**TASK OBJECTIVE**
The data follows this line. Copy verbatim the line with "sauce with a single marker." and each line after it to the end.
>> START EXTRACTED RECORDS
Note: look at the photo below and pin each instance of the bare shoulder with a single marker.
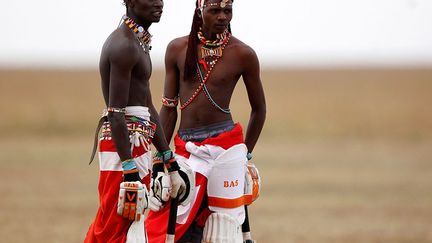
(119, 47)
(242, 49)
(178, 44)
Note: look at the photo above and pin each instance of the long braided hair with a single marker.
(192, 53)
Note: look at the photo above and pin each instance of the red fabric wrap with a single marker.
(108, 226)
(156, 223)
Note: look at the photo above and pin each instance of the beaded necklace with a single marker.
(143, 36)
(212, 48)
(206, 77)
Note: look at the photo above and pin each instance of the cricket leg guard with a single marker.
(132, 200)
(222, 228)
(137, 232)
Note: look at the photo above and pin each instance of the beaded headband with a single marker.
(222, 4)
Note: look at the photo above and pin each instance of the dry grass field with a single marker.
(345, 156)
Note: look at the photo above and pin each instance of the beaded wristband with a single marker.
(172, 165)
(249, 155)
(117, 110)
(170, 102)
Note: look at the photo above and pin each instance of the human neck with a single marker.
(138, 20)
(208, 34)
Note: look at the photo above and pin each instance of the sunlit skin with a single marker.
(239, 60)
(125, 70)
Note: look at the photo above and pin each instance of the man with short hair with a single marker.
(129, 125)
(202, 70)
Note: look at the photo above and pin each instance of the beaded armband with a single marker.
(167, 157)
(117, 110)
(170, 102)
(129, 166)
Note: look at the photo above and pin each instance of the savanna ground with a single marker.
(345, 156)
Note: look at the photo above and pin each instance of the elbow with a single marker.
(260, 111)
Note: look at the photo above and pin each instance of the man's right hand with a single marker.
(160, 187)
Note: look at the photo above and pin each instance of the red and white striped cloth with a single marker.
(108, 226)
(219, 164)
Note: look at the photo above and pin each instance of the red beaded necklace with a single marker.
(206, 77)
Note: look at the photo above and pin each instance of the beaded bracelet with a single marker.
(117, 110)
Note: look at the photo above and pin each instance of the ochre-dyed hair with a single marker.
(192, 53)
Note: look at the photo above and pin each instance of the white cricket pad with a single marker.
(137, 232)
(222, 228)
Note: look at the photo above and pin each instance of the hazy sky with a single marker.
(283, 32)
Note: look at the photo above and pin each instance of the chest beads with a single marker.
(220, 44)
(143, 36)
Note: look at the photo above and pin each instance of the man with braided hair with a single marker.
(202, 70)
(129, 125)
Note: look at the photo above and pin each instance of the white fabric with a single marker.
(219, 165)
(222, 228)
(141, 200)
(160, 191)
(137, 232)
(110, 161)
(140, 111)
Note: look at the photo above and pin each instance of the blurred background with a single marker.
(345, 155)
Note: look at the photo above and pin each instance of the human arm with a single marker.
(255, 91)
(122, 58)
(168, 114)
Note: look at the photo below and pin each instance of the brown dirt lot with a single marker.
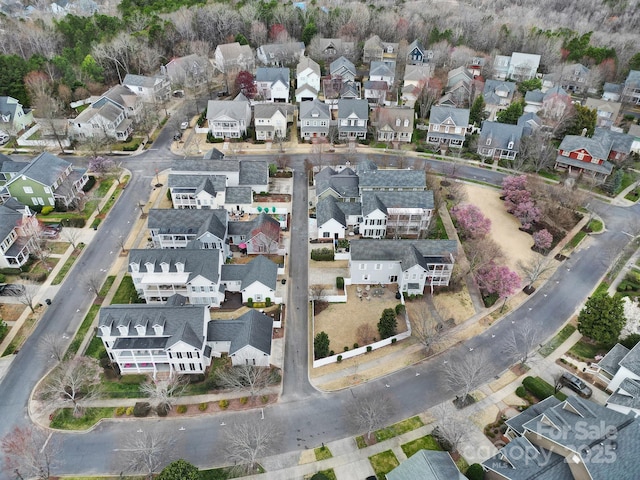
(341, 320)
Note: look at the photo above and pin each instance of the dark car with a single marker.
(574, 383)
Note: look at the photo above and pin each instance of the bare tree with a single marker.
(147, 452)
(249, 378)
(533, 269)
(30, 453)
(73, 384)
(520, 342)
(52, 346)
(163, 392)
(247, 442)
(369, 412)
(464, 372)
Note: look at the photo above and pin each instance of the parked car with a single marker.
(11, 289)
(574, 383)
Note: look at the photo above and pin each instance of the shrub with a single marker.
(141, 409)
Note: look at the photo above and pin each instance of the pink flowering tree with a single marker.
(499, 280)
(542, 240)
(470, 221)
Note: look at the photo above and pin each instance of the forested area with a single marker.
(80, 55)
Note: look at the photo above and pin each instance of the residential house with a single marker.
(260, 235)
(13, 116)
(329, 49)
(377, 50)
(256, 280)
(383, 71)
(271, 120)
(578, 154)
(568, 440)
(375, 93)
(417, 54)
(272, 84)
(229, 118)
(246, 339)
(631, 88)
(448, 126)
(18, 231)
(177, 229)
(280, 54)
(308, 73)
(607, 111)
(612, 91)
(427, 465)
(575, 78)
(156, 339)
(499, 141)
(412, 264)
(344, 69)
(314, 120)
(232, 58)
(394, 124)
(194, 273)
(353, 117)
(156, 89)
(497, 95)
(191, 71)
(46, 181)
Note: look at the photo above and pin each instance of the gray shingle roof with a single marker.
(372, 200)
(197, 262)
(253, 328)
(260, 269)
(440, 113)
(189, 221)
(180, 323)
(427, 465)
(610, 363)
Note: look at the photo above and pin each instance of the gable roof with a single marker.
(252, 328)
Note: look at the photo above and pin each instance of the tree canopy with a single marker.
(602, 318)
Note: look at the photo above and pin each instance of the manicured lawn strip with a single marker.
(558, 340)
(82, 331)
(64, 419)
(588, 350)
(322, 453)
(126, 293)
(423, 443)
(399, 428)
(383, 463)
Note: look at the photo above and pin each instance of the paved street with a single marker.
(306, 417)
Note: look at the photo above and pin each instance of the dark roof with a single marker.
(197, 262)
(610, 363)
(252, 328)
(407, 252)
(260, 269)
(184, 323)
(189, 221)
(427, 465)
(253, 172)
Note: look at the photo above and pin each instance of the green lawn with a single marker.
(322, 453)
(587, 350)
(64, 419)
(558, 340)
(383, 463)
(423, 443)
(126, 293)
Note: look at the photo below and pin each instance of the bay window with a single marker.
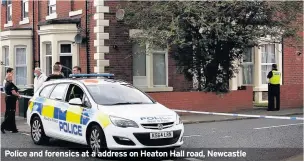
(48, 58)
(150, 66)
(268, 58)
(21, 66)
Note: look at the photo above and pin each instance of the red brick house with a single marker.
(48, 36)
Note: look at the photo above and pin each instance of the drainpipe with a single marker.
(33, 31)
(38, 28)
(87, 39)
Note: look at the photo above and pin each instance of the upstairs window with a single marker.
(25, 10)
(52, 7)
(9, 11)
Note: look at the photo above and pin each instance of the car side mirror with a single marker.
(75, 101)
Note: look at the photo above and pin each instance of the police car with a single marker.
(102, 113)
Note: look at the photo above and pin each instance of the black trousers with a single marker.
(9, 122)
(274, 97)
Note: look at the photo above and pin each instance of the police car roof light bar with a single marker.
(91, 75)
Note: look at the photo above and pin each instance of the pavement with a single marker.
(189, 118)
(260, 139)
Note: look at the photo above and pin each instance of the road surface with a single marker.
(260, 139)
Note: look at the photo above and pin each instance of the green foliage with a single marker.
(206, 37)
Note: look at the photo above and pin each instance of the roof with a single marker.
(89, 81)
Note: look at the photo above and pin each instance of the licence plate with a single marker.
(159, 135)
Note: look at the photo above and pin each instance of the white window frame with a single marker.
(25, 20)
(46, 56)
(22, 65)
(50, 14)
(247, 64)
(148, 79)
(9, 12)
(164, 52)
(149, 87)
(65, 54)
(267, 64)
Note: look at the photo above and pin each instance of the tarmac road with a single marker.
(260, 139)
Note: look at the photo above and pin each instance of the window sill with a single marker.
(74, 13)
(24, 21)
(156, 89)
(51, 16)
(9, 24)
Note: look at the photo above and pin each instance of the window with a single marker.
(21, 66)
(139, 60)
(268, 58)
(52, 7)
(48, 55)
(247, 67)
(46, 91)
(66, 58)
(59, 92)
(144, 60)
(111, 94)
(25, 8)
(9, 11)
(159, 69)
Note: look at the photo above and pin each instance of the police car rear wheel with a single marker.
(37, 132)
(97, 139)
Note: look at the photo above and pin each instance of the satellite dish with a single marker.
(120, 14)
(78, 38)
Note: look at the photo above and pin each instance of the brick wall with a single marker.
(200, 101)
(292, 88)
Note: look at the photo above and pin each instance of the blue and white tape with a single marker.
(241, 115)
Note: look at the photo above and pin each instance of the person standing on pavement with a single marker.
(8, 71)
(39, 78)
(12, 95)
(76, 70)
(56, 75)
(274, 77)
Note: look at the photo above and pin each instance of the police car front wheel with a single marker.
(97, 139)
(37, 131)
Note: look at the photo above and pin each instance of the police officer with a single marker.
(274, 77)
(12, 95)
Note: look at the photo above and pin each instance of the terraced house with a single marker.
(92, 34)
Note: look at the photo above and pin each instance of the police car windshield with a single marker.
(117, 94)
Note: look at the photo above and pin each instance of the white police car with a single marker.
(102, 113)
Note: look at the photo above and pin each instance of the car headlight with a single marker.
(178, 120)
(123, 123)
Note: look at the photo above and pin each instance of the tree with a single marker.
(207, 37)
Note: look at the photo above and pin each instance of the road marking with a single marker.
(192, 136)
(279, 126)
(226, 137)
(242, 115)
(193, 159)
(26, 134)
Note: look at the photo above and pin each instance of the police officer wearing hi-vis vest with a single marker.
(274, 77)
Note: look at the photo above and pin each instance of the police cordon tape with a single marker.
(225, 114)
(241, 115)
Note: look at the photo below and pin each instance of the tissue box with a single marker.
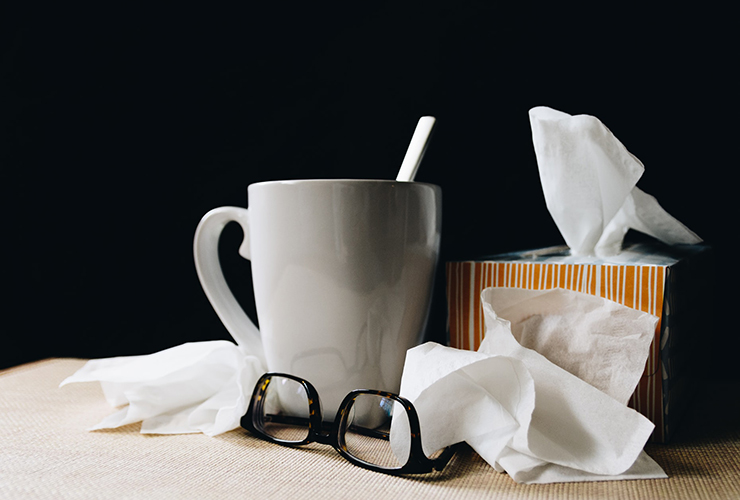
(671, 282)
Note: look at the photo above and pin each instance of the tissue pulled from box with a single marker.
(194, 387)
(589, 182)
(523, 413)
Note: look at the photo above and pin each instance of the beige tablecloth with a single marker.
(45, 452)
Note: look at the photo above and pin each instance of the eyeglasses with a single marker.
(287, 410)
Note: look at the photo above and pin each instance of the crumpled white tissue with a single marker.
(523, 413)
(194, 387)
(589, 182)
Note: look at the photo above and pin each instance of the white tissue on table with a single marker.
(589, 182)
(524, 414)
(194, 387)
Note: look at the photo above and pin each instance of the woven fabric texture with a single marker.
(46, 452)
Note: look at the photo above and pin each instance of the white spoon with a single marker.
(416, 150)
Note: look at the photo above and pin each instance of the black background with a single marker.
(121, 127)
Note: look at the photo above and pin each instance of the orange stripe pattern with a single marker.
(638, 286)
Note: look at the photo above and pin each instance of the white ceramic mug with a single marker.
(342, 271)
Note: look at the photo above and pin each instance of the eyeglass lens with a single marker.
(368, 429)
(366, 425)
(285, 410)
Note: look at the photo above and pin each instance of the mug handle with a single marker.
(208, 267)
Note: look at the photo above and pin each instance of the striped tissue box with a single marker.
(672, 283)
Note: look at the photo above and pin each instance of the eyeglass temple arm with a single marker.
(443, 459)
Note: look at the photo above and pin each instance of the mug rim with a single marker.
(288, 182)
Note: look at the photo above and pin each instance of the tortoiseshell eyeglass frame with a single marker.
(417, 462)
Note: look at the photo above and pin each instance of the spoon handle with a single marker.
(416, 150)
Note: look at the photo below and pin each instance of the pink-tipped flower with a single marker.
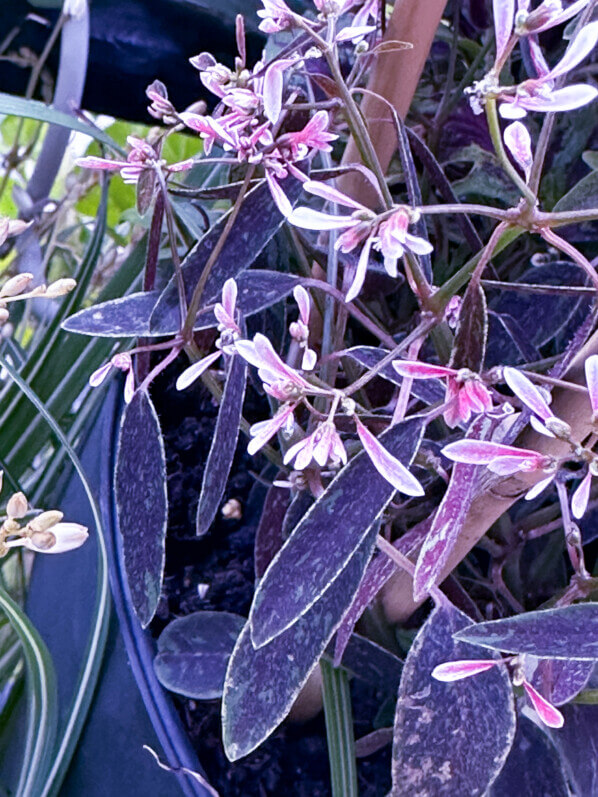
(263, 431)
(225, 313)
(539, 94)
(388, 466)
(122, 362)
(465, 391)
(519, 143)
(544, 420)
(323, 446)
(276, 16)
(549, 715)
(498, 458)
(299, 330)
(141, 158)
(451, 671)
(279, 379)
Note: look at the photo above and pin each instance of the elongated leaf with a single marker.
(569, 632)
(559, 681)
(470, 339)
(450, 738)
(269, 537)
(261, 685)
(224, 443)
(577, 742)
(256, 223)
(42, 700)
(129, 316)
(33, 109)
(448, 520)
(533, 767)
(141, 500)
(324, 541)
(193, 653)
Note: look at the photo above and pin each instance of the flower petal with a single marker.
(549, 715)
(388, 466)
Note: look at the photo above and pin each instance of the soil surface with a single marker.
(294, 760)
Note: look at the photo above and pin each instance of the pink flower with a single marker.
(323, 445)
(141, 157)
(279, 379)
(229, 332)
(388, 466)
(465, 391)
(123, 362)
(498, 458)
(262, 431)
(519, 143)
(390, 235)
(539, 94)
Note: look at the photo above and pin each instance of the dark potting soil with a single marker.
(294, 760)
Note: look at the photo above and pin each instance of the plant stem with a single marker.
(339, 730)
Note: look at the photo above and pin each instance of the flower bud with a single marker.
(16, 506)
(16, 285)
(46, 520)
(61, 287)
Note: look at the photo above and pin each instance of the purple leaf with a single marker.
(127, 317)
(141, 503)
(308, 562)
(193, 653)
(533, 767)
(470, 338)
(262, 684)
(448, 522)
(577, 742)
(256, 223)
(224, 443)
(568, 632)
(559, 680)
(269, 536)
(449, 738)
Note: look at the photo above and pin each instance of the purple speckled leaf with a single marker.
(261, 685)
(268, 537)
(569, 632)
(325, 539)
(224, 443)
(450, 738)
(141, 503)
(558, 680)
(129, 316)
(257, 221)
(379, 571)
(533, 767)
(448, 520)
(577, 742)
(370, 662)
(193, 653)
(472, 331)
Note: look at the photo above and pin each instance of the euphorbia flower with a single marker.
(323, 445)
(123, 362)
(498, 458)
(388, 466)
(390, 235)
(539, 94)
(141, 157)
(279, 379)
(465, 391)
(451, 671)
(229, 332)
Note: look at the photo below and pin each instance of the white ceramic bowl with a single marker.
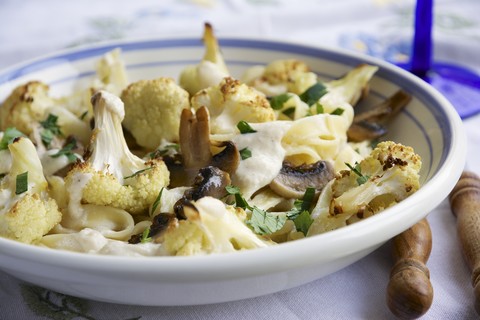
(429, 124)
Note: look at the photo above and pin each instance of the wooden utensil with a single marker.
(465, 204)
(409, 291)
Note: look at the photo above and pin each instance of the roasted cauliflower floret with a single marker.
(110, 73)
(153, 109)
(280, 76)
(26, 106)
(230, 102)
(210, 71)
(26, 210)
(210, 227)
(387, 176)
(111, 175)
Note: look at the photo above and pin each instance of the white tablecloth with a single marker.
(382, 28)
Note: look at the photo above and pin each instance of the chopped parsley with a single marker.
(303, 222)
(245, 153)
(146, 236)
(21, 183)
(83, 115)
(67, 151)
(361, 179)
(261, 221)
(319, 108)
(277, 102)
(8, 136)
(313, 94)
(264, 222)
(302, 205)
(168, 149)
(239, 199)
(50, 129)
(244, 127)
(337, 111)
(157, 201)
(289, 112)
(300, 214)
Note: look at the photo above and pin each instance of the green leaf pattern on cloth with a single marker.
(56, 306)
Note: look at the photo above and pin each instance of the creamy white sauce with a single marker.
(5, 161)
(53, 164)
(75, 191)
(267, 156)
(210, 74)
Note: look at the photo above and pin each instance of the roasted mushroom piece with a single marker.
(160, 224)
(210, 181)
(292, 182)
(196, 150)
(369, 125)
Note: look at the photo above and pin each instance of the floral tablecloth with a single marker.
(382, 28)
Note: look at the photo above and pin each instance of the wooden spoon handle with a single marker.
(465, 204)
(409, 291)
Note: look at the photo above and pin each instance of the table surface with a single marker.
(382, 28)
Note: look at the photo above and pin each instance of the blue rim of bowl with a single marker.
(345, 58)
(423, 91)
>> END EXTRACTED RECORDS
**TASK RESPONSE**
Note: look at the photo above and pin each instance of the creamy white sauce with a single marker.
(5, 161)
(53, 164)
(75, 191)
(267, 156)
(210, 74)
Note: look at the photo above and pin each instance of the roasted mushroom piece with a single marker.
(160, 224)
(210, 181)
(292, 182)
(196, 150)
(369, 125)
Note: look at the photo above and pin each instance of the floral tablecloth with a single marker.
(382, 28)
Note: look at the photo above and pin each instance of the wooden spoon handle with a single marker.
(465, 204)
(409, 291)
Note: look at the photo above and pin each instance of the table surface with a single marker.
(382, 28)
Note: look at the photo above and pin each instance of the blue rim of bowl with a single marker.
(345, 58)
(423, 91)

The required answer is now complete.